++++ Information ++++

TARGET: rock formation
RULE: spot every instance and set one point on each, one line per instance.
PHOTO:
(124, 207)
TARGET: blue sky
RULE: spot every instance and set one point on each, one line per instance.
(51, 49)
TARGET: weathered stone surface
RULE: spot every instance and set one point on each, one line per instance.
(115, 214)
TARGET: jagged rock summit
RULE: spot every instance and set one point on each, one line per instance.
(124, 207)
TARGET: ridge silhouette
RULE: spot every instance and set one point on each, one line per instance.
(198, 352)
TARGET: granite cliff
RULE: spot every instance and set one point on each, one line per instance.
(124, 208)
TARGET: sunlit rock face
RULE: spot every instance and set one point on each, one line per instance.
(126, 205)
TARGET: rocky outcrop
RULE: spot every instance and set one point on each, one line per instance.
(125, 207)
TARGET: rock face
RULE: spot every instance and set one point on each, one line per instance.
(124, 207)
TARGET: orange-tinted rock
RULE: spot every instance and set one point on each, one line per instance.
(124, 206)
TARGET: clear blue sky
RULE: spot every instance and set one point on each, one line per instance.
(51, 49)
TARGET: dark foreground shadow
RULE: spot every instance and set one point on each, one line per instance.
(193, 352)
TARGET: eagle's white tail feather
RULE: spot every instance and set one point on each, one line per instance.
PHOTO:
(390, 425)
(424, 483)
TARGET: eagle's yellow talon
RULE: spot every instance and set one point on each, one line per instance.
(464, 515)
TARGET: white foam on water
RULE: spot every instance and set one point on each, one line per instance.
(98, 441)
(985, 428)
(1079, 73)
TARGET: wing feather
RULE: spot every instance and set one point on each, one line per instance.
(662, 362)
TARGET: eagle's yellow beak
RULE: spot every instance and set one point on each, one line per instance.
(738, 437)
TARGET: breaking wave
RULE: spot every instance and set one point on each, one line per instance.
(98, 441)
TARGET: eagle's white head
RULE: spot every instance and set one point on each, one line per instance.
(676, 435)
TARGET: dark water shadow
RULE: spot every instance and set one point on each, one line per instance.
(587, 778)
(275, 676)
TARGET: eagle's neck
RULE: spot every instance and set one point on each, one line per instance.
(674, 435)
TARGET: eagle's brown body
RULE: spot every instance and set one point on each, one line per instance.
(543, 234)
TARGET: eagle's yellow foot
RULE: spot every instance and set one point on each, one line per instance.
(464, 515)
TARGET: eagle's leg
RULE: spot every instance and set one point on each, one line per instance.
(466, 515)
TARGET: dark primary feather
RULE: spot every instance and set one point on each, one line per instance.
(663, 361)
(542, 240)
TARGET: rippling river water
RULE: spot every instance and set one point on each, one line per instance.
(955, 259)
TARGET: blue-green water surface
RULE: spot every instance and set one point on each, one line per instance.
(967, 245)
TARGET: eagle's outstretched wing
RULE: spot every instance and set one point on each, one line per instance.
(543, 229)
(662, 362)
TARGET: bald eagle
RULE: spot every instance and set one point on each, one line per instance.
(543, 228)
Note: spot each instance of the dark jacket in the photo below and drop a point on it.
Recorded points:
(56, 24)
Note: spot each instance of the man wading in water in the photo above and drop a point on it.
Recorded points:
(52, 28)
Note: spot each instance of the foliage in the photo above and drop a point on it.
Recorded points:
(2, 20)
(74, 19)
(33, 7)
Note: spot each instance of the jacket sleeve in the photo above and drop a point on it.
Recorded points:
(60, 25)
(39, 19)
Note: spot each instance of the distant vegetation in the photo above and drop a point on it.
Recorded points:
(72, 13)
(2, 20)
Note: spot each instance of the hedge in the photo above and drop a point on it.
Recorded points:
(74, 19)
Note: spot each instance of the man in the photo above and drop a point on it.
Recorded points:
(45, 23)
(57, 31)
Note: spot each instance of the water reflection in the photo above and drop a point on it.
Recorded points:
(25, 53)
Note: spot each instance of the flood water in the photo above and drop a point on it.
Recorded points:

++++

**Work instructions**
Could you reproduce exactly the lines of the entries above, from the one with "TARGET: eagle's yellow beak" through the one with "TARGET: eagle's yellow foot", and nothing else?

**Response**
TARGET: eagle's yellow beak
RULE: spot every instance and set one point on each, one line per instance.
(738, 437)
TARGET: breaking wave
RULE: spot every instance and set one point on each, one line per instance.
(98, 441)
TARGET: eagle's white head
RULE: spot every instance and set one point on each, one line per instance.
(676, 435)
TARGET: dark water shadow
RULE: spot every instance and set one point on each, one line per instance.
(587, 778)
(275, 676)
TARGET: eagle's neck
RULE: spot every instance and set one point on each, one line per instance.
(674, 435)
TARGET: eagle's brown body
RULE: spot every instance and set one point on each, one line per instance.
(543, 234)
TARGET: eagle's yellow foot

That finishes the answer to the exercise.